Document text:
▽

Team Approach Still Gold Standard for ASD Diagnosis
By Shana R. Spindler, Ph.D. on October 10, 2013
Background: A multidisciplinary approach that incorporates clinical evaluations and behavioral observations has been the gold standard for Autism Spectrum Disorder (ASD) diagnosis. Given the cost and time associated with multiple evaluations, researchers are investigating if a lean model of diagnosis that utilizes fewer assessments can diagnose ASD equally well.
What’s new: Researchers at the Gillberg Neuropsychiatry Centre in Gothenburg, Sweden, designed a study to find which autism assessments best diagnose ASD or if a multidisciplinary approach is still needed. The researchers compared independent assessments for 34 children age 24 to 46 months using psychiatric evaluation, Griffiths’ Developmental Scales, language assessment, the Diagnostic Interview for Social and Communication disorders (DISCO), the Autism Diagnostic Observation Schedule (ADOS), and preschool/home observation. After completion of the independent assessments, the clinicians held a diagnostic case conference for each child to deliver a final diagnosis.

△

[Saved entries]
▽

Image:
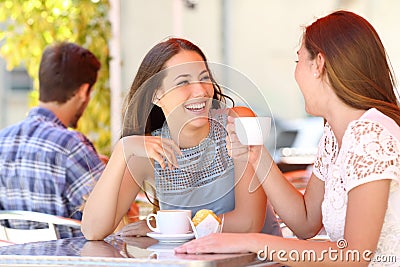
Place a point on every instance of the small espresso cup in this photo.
(170, 221)
(252, 130)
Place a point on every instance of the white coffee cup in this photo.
(170, 221)
(252, 130)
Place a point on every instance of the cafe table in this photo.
(115, 251)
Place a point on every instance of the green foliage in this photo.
(31, 25)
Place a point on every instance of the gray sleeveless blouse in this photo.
(205, 177)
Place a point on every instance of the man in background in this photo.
(44, 166)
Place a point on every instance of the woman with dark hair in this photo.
(354, 193)
(174, 137)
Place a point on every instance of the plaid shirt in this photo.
(45, 167)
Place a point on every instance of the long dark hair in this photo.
(141, 116)
(356, 62)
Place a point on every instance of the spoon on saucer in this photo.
(193, 228)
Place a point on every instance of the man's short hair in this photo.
(64, 67)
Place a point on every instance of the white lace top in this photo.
(370, 151)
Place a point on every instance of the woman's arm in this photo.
(302, 214)
(110, 199)
(130, 163)
(250, 204)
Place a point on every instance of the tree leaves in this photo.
(29, 26)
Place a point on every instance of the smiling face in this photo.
(187, 91)
(308, 79)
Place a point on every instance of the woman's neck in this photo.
(340, 119)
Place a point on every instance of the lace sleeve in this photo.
(373, 153)
(327, 151)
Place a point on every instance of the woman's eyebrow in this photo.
(182, 75)
(204, 71)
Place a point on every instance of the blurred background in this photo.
(257, 38)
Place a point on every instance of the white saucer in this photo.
(171, 238)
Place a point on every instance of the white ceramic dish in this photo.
(171, 238)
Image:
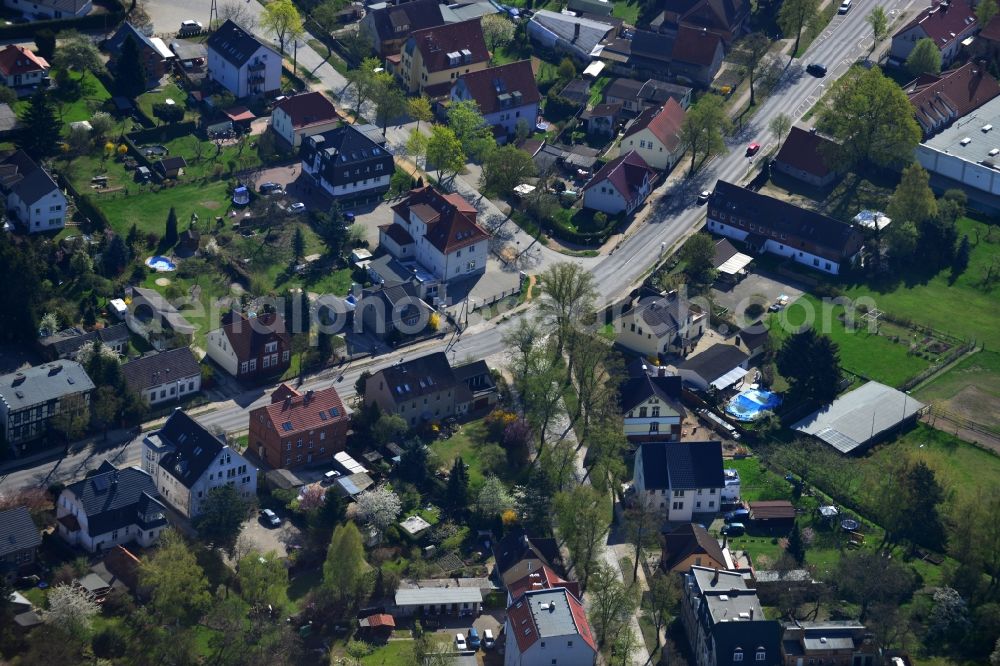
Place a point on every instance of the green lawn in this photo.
(861, 352)
(964, 309)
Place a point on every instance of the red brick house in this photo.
(251, 347)
(299, 429)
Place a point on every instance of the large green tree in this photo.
(872, 118)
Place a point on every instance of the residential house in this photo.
(251, 347)
(660, 323)
(720, 366)
(110, 508)
(187, 462)
(168, 375)
(947, 24)
(688, 545)
(770, 225)
(519, 555)
(21, 68)
(156, 319)
(40, 10)
(432, 59)
(391, 25)
(679, 479)
(30, 398)
(940, 99)
(578, 37)
(155, 56)
(603, 119)
(347, 164)
(241, 63)
(67, 342)
(832, 643)
(299, 429)
(729, 19)
(621, 186)
(655, 135)
(805, 156)
(548, 627)
(19, 542)
(650, 403)
(34, 201)
(507, 96)
(724, 621)
(429, 389)
(440, 232)
(303, 115)
(696, 56)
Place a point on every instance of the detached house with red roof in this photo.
(303, 115)
(20, 68)
(299, 429)
(507, 96)
(440, 232)
(251, 347)
(548, 626)
(621, 185)
(654, 135)
(947, 24)
(432, 59)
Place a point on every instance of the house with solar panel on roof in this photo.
(186, 462)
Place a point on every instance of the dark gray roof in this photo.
(518, 545)
(114, 498)
(68, 341)
(714, 362)
(194, 448)
(18, 531)
(234, 44)
(42, 383)
(682, 466)
(797, 227)
(156, 369)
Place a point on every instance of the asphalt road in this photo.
(845, 40)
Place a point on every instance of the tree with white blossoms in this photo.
(494, 498)
(71, 608)
(379, 508)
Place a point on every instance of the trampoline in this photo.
(748, 405)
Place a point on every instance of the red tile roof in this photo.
(309, 109)
(544, 579)
(625, 173)
(486, 86)
(436, 43)
(295, 412)
(801, 150)
(694, 46)
(19, 60)
(451, 220)
(663, 122)
(943, 23)
(939, 99)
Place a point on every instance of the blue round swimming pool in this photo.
(748, 405)
(161, 264)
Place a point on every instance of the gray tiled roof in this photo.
(42, 383)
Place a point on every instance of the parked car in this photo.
(816, 69)
(734, 529)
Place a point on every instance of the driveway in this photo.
(763, 288)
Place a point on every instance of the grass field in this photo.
(861, 352)
(964, 309)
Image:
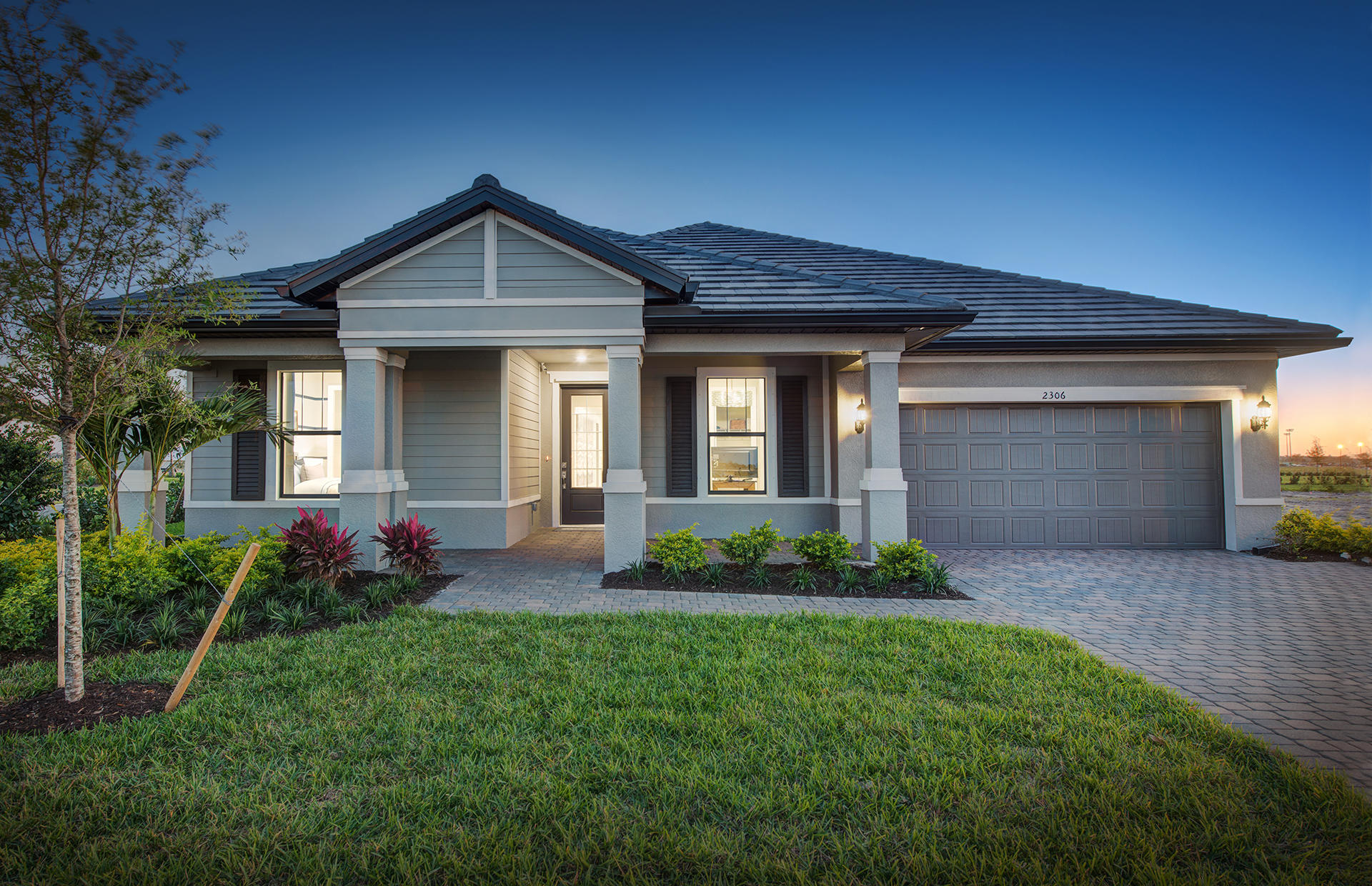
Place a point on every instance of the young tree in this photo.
(1316, 454)
(89, 213)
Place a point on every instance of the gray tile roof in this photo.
(1009, 307)
(738, 271)
(748, 284)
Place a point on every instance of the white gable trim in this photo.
(557, 244)
(413, 252)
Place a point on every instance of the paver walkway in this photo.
(1279, 649)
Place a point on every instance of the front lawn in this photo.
(431, 748)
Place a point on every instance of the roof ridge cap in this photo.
(848, 283)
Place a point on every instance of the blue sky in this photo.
(1200, 151)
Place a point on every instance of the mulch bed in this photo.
(1272, 553)
(825, 586)
(349, 589)
(103, 702)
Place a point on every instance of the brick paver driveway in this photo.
(1282, 650)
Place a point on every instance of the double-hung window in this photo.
(312, 409)
(737, 431)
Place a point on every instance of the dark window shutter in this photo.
(249, 480)
(681, 437)
(792, 446)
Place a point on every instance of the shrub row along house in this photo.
(496, 367)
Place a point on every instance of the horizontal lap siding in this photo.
(450, 269)
(212, 464)
(453, 426)
(529, 268)
(523, 426)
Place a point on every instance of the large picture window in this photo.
(737, 429)
(312, 408)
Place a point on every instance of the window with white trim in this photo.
(312, 409)
(736, 428)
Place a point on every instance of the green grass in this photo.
(483, 748)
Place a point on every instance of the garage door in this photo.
(1110, 475)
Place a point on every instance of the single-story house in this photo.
(496, 367)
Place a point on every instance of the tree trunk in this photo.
(71, 562)
(111, 511)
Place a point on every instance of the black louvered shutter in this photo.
(792, 444)
(681, 437)
(249, 480)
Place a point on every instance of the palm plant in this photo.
(161, 427)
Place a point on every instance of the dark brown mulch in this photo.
(1275, 553)
(826, 584)
(350, 589)
(103, 702)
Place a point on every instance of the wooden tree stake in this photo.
(214, 627)
(62, 602)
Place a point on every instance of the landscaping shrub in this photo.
(319, 549)
(903, 560)
(681, 549)
(29, 482)
(137, 577)
(752, 547)
(1300, 532)
(26, 611)
(823, 549)
(409, 546)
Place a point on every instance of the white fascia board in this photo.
(923, 357)
(1050, 395)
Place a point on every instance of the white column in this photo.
(626, 524)
(883, 480)
(365, 494)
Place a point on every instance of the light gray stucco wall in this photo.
(523, 426)
(452, 423)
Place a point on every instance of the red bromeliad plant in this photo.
(411, 546)
(319, 549)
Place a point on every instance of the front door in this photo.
(585, 434)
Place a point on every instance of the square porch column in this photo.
(368, 489)
(883, 486)
(626, 523)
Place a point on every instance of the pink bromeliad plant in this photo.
(409, 546)
(319, 549)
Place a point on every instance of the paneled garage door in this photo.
(1110, 475)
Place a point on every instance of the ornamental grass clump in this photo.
(320, 550)
(823, 549)
(752, 547)
(409, 546)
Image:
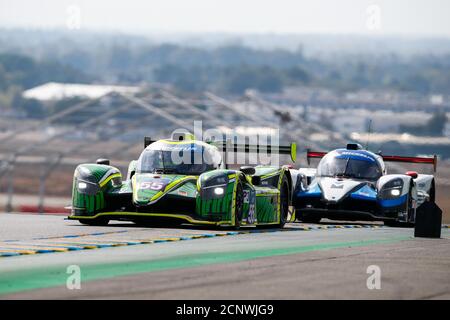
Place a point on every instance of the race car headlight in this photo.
(87, 187)
(392, 189)
(220, 180)
(82, 185)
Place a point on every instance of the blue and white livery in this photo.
(353, 184)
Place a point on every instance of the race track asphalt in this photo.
(303, 261)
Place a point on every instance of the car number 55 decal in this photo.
(156, 185)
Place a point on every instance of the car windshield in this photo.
(185, 162)
(347, 167)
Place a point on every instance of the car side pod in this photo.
(428, 221)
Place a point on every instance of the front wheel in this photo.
(238, 204)
(284, 202)
(310, 219)
(94, 222)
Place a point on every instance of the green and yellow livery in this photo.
(184, 181)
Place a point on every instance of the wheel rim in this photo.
(284, 202)
(239, 204)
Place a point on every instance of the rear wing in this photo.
(427, 160)
(228, 146)
(424, 160)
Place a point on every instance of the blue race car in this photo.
(353, 184)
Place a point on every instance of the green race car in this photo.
(199, 189)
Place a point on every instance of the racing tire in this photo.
(310, 219)
(403, 224)
(428, 221)
(239, 205)
(95, 222)
(284, 202)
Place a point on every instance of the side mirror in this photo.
(247, 170)
(412, 174)
(256, 180)
(102, 161)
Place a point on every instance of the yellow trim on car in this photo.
(171, 186)
(143, 214)
(233, 201)
(116, 175)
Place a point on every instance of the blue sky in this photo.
(395, 17)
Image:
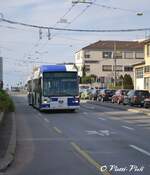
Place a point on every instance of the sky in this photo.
(22, 49)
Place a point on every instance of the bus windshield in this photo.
(60, 84)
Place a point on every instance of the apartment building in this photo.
(142, 70)
(105, 59)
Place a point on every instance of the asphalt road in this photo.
(86, 142)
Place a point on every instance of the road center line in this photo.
(39, 114)
(140, 150)
(86, 156)
(57, 130)
(127, 127)
(85, 113)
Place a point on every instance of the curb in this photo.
(10, 153)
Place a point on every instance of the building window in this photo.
(91, 61)
(118, 68)
(139, 72)
(107, 55)
(118, 55)
(146, 69)
(147, 83)
(87, 68)
(128, 68)
(107, 67)
(139, 55)
(148, 49)
(128, 55)
(87, 54)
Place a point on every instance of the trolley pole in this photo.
(115, 65)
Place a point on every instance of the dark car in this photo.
(106, 95)
(136, 97)
(119, 96)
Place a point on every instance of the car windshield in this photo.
(142, 93)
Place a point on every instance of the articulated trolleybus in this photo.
(54, 87)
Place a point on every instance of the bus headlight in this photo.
(45, 101)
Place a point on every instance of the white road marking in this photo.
(101, 118)
(39, 114)
(127, 127)
(100, 132)
(46, 120)
(140, 150)
(85, 113)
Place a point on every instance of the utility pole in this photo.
(115, 64)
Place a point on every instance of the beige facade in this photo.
(99, 60)
(144, 76)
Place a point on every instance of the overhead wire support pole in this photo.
(115, 64)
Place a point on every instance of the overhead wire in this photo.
(75, 30)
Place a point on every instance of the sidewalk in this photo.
(7, 140)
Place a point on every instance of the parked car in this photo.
(119, 96)
(105, 95)
(136, 97)
(147, 103)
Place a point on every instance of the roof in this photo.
(146, 41)
(120, 45)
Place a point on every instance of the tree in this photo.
(127, 82)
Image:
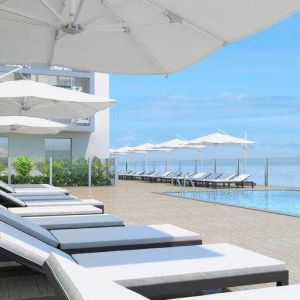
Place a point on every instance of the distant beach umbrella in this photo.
(122, 150)
(222, 139)
(29, 125)
(218, 139)
(35, 99)
(141, 37)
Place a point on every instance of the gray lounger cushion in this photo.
(74, 282)
(76, 221)
(47, 197)
(123, 236)
(24, 248)
(289, 292)
(41, 191)
(10, 200)
(6, 187)
(134, 268)
(26, 226)
(64, 202)
(55, 210)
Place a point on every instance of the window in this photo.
(58, 148)
(3, 147)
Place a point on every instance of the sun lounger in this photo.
(106, 239)
(238, 181)
(156, 272)
(162, 176)
(150, 176)
(170, 178)
(8, 200)
(46, 197)
(142, 175)
(220, 179)
(123, 174)
(71, 280)
(76, 221)
(32, 190)
(201, 181)
(55, 210)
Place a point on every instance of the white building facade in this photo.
(86, 137)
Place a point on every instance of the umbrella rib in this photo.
(27, 16)
(184, 21)
(78, 11)
(52, 10)
(141, 45)
(101, 16)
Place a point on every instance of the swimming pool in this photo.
(279, 201)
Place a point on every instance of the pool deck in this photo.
(142, 203)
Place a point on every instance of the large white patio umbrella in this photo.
(35, 99)
(29, 125)
(144, 148)
(145, 36)
(221, 139)
(169, 146)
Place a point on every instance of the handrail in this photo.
(191, 181)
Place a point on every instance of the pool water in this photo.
(280, 201)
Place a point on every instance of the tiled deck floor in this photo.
(137, 203)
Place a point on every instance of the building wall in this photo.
(93, 141)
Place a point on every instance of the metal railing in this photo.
(273, 171)
(61, 171)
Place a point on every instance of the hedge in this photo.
(64, 172)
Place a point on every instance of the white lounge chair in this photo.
(72, 281)
(32, 190)
(109, 238)
(238, 181)
(76, 221)
(55, 210)
(156, 272)
(9, 200)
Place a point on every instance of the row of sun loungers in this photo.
(85, 254)
(197, 179)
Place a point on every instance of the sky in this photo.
(251, 86)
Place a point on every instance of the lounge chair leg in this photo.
(283, 281)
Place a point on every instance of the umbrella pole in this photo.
(245, 153)
(201, 160)
(146, 161)
(245, 159)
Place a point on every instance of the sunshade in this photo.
(146, 36)
(35, 99)
(143, 148)
(122, 150)
(217, 138)
(221, 139)
(29, 125)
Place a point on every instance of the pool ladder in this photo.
(182, 187)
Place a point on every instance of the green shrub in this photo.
(23, 166)
(43, 167)
(100, 172)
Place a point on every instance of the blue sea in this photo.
(281, 171)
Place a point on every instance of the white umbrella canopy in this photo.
(170, 144)
(29, 125)
(143, 148)
(141, 37)
(216, 139)
(35, 99)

△

Your instructions:
Please return the entire ASD diagnosis article above, word for word.

Solution to this task:
Team Approach Still Gold Standard for ASD Diagnosis
By Shana R. Spindler, Ph.D. on October 10, 2013
Background: A multidisciplinary approach that incorporates clinical evaluations and behavioral observations has been the gold standard for Autism Spectrum Disorder (ASD) diagnosis. Given the cost and time associated with multiple evaluations, researchers are investigating if a lean model of diagnosis that utilizes fewer assessments can diagnose ASD equally well.
What’s new: Researchers at the Gillberg Neuropsychiatry Centre in Gothenburg, Sweden, designed a study to find which autism assessments best diagnose ASD or if a multidisciplinary approach is still needed. The researchers compared independent assessments for 34 children age 24 to 46 months using psychiatric evaluation, Griffiths’ Developmental Scales, language assessment, the Diagnostic Interview for Social and Communication disorders (DISCO), the Autism Diagnostic Observation Schedule (ADOS), and preschool/home observation. After completion of the independent assessments, the clinicians held a diagnostic case conference for each child to deliver a final diagnosis.